- _Kaynak metin_
Meymûne vâlidemiz milâdî 590 yılında doğmuştur. Babası Hâris b. Hazn, annesi Hind binti Avf’tır. Hz. Abbâs’ın hanımı Ümmü’l-Fadl, Hâlid b. Velîd’in annesi Lübâbetü’s-Suğrâ’nın baba bir; Esmâ binti Umeys, Hz. Hamza’nın hanımı Selmâ binti Umeys, Seleme binti Umeys ve Zeyneb binti Huzeyme’nin ana bir kardeşidir. Dünya üzerinde damat yönüyle Hind binti Avf’tan daha değerli başka biri yoktur. Çünkü damatları Rasûlullah (s.a.v), Hz. Ebû Bekir, Hamza, Abbâs, Cafer, Ali b. Ebî Tâlib ile Şeddâd b. el-Hâd’dır.[1]
Hz. Meymûne (r.a) daha önce Ebû Rühm ile evli idi. Kocasının ölümü üzerine Rasûlullah (s.a.v) ile evlenmek istediğini kardeşi Ümmü’l-Fadl Lübâbe’ye açtı. Ümmü’l-Fadl’ın kocası Hz. Abbas veya diğer kardeşinin kocası Ca‘fer b. Ebû Tâlib de durumu Allah Rasûlü’ne açtı ve onu nikâhlamasını teklif etti. Rasûlullah (s.a.v) Umretü’l-Kazâ’ya hazırlanırken Mekke’deki amcası Abbas’a haber göndererek Meymûne ile evlenmesine aracılık etmesini istedi.

- _Yapılacak görev_
Hz. Meymûne hakkındaki metne göre Meymûne, Rasûlullah ile evlenmeden önce kiminle evliydi?

İşaretleme verisinden alıntılar
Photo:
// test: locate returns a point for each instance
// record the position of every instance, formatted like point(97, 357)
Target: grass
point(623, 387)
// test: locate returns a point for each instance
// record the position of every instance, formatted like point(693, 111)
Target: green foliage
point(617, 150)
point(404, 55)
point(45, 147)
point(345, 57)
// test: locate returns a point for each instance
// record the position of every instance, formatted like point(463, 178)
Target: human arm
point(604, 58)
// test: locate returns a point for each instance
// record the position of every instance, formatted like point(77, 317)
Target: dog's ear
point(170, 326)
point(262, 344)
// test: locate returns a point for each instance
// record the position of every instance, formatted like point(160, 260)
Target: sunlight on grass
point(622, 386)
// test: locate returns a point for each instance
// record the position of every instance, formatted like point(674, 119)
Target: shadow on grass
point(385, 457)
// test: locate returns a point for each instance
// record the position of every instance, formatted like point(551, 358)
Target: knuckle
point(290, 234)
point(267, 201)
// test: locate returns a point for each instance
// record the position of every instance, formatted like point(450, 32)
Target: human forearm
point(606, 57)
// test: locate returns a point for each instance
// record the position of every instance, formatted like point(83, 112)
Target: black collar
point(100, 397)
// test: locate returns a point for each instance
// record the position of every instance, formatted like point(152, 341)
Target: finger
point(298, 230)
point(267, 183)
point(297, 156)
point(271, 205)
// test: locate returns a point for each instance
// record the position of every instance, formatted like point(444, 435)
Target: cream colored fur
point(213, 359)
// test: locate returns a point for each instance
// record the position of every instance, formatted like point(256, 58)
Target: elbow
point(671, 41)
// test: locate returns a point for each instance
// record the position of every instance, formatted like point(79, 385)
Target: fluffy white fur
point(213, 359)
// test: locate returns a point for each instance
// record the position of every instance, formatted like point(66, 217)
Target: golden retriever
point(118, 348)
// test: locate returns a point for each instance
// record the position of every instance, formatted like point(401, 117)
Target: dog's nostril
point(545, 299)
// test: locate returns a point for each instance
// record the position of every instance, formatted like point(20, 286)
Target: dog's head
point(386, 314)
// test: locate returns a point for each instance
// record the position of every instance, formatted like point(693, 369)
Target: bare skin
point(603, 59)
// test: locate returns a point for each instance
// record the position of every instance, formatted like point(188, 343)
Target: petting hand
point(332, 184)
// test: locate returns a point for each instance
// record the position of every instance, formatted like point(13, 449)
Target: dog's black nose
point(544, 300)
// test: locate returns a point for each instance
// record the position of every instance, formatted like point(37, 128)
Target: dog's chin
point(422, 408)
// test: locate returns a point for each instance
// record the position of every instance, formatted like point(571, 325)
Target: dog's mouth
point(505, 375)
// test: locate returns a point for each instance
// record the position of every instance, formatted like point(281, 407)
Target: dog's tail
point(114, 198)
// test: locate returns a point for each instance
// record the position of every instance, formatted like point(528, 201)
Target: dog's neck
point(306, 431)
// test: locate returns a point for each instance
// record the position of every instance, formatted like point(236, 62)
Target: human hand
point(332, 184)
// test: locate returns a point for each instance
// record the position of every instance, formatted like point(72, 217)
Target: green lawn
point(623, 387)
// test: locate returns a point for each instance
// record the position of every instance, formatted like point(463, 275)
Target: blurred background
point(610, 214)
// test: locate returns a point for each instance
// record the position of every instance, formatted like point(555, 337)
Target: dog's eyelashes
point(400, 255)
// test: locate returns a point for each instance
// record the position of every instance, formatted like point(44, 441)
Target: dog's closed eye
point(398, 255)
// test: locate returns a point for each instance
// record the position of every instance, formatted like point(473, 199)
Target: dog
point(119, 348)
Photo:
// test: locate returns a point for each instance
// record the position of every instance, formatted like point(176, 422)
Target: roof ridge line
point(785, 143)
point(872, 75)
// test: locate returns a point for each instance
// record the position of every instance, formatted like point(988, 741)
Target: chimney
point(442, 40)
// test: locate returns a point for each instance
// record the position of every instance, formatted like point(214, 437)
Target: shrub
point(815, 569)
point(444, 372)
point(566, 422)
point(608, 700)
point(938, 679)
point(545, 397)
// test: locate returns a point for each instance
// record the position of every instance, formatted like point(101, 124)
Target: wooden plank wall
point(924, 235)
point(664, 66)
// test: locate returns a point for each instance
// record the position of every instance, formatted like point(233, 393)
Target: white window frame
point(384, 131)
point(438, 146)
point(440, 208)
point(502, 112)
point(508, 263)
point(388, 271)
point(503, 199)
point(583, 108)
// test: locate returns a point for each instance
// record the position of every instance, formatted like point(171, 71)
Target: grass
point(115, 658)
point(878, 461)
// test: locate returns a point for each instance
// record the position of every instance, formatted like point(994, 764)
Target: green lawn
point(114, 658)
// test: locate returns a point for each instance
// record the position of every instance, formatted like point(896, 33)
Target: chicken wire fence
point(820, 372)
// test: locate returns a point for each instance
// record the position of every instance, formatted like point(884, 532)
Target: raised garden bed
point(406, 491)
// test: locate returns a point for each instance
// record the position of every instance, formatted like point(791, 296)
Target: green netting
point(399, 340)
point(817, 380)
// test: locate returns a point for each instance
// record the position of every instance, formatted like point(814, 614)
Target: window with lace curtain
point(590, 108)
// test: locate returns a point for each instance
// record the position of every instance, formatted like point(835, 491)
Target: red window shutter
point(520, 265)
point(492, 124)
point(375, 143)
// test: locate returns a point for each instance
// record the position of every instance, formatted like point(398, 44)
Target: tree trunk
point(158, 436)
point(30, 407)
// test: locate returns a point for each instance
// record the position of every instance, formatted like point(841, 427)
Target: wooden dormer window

- _Görevin cevabı_
Ebû Rühm ile evliydi.